Task description: Reproduce the lines of the data between the line holding "point_to finds the dirt road" and the line holding "pixel 52 137", inclusive.

Data lines:
════════════════

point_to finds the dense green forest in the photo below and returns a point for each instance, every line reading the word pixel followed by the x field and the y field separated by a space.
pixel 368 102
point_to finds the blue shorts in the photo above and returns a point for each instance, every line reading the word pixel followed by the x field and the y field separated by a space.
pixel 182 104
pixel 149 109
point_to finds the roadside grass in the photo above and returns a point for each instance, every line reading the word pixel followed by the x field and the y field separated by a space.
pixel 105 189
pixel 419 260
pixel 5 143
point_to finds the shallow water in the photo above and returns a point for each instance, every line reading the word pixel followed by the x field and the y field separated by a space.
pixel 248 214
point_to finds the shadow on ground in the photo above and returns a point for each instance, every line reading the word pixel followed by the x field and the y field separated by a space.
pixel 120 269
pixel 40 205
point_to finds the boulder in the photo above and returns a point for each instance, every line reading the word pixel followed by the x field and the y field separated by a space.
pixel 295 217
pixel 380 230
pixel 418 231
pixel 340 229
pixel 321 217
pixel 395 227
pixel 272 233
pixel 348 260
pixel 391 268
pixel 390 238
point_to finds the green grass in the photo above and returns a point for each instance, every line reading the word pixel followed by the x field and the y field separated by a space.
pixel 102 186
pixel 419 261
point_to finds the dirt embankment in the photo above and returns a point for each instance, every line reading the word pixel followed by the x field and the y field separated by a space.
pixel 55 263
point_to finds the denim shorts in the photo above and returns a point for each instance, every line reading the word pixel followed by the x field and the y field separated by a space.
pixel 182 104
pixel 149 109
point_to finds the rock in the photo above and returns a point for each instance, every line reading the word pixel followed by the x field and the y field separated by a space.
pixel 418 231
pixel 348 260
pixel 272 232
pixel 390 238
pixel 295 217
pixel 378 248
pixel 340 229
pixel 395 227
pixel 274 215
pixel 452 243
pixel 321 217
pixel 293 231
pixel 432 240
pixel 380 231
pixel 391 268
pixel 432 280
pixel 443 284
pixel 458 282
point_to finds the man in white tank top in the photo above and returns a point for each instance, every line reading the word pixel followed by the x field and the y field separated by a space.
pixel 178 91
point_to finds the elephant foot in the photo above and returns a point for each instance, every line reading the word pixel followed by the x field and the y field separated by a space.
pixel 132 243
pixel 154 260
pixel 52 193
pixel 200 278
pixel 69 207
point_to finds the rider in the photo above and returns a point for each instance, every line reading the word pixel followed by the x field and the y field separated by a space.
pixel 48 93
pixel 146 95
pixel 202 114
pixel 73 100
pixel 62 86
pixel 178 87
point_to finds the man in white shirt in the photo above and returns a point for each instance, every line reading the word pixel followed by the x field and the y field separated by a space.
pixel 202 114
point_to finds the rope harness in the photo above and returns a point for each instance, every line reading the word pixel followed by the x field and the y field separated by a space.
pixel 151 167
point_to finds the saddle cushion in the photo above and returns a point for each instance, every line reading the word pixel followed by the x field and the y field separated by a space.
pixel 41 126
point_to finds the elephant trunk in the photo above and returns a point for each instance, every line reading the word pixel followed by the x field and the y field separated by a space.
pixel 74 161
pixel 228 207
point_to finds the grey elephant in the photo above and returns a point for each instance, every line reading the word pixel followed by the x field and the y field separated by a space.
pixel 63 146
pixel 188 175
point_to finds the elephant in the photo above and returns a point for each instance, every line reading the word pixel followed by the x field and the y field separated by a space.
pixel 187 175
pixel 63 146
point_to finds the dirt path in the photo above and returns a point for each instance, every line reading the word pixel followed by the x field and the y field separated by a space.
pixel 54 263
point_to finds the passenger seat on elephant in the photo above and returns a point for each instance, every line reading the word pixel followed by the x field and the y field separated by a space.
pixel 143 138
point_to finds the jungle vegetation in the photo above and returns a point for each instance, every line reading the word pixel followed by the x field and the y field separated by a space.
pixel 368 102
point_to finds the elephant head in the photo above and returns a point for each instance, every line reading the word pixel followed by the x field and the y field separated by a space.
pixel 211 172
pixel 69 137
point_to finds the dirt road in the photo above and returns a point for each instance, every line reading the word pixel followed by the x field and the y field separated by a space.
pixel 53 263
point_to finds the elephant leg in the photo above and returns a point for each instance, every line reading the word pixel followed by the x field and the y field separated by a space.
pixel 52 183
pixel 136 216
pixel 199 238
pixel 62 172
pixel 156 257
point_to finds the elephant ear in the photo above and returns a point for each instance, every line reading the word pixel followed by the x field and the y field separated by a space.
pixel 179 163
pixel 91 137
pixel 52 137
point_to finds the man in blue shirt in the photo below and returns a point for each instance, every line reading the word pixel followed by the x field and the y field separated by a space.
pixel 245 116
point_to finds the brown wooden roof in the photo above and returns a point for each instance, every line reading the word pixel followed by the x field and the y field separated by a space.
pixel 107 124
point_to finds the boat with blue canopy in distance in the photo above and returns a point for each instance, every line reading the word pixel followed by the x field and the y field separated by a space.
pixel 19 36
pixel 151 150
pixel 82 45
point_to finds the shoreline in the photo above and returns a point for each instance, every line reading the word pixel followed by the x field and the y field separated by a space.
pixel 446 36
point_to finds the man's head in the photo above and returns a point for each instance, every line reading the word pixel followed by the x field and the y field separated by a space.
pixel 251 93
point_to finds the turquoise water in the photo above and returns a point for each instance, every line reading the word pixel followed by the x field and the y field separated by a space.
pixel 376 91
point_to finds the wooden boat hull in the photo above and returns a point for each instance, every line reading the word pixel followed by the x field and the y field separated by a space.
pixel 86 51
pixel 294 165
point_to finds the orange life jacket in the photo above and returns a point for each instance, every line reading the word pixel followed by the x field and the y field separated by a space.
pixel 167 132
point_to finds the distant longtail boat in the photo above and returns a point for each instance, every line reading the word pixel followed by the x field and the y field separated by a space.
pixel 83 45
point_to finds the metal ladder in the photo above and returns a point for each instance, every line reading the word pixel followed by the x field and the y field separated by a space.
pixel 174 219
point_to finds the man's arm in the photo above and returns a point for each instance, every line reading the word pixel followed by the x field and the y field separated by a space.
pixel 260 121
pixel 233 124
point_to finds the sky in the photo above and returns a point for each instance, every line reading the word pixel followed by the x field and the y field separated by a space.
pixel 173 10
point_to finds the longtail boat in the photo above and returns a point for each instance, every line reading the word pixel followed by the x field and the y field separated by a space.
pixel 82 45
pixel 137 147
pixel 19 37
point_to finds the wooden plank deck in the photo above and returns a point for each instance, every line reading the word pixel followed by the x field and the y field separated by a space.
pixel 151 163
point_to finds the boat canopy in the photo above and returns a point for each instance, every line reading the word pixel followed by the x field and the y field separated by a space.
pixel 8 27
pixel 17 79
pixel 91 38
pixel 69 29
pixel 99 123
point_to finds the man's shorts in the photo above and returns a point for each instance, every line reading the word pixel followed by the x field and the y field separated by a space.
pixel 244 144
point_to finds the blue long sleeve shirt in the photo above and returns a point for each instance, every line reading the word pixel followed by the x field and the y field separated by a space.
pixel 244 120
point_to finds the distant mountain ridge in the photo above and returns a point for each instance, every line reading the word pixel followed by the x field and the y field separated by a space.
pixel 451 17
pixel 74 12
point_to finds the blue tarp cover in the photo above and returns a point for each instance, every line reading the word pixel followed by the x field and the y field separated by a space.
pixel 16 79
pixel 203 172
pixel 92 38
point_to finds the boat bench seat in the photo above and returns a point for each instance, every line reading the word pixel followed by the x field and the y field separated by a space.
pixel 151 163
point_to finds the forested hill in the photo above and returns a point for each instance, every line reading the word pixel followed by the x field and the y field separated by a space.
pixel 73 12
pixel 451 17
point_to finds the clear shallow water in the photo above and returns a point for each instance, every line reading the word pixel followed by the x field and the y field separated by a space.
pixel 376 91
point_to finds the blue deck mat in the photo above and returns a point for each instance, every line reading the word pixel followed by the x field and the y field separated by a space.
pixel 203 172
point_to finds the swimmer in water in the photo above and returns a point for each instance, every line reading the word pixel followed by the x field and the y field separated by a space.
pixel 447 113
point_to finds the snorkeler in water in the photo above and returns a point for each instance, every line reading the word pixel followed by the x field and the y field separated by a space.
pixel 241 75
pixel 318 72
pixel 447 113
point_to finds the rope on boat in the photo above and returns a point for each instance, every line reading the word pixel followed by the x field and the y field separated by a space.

════════════════

Complete response:
point_to finds the dirt road in the photo above and returns a point for each instance, every line reading the word pixel followed by the x field and the y field separated by a space.
pixel 53 263
point_to finds the elephant leg in the photo above and returns a point for each instance, every line reading the word pixel followed by the x field and the y field separated by a space.
pixel 52 183
pixel 136 216
pixel 199 238
pixel 62 172
pixel 156 257
point_to finds the elephant ear in the photo above and returns a point for each instance, every line reading the word pixel followed by the x field and the y field separated by a space.
pixel 179 163
pixel 91 137
pixel 52 137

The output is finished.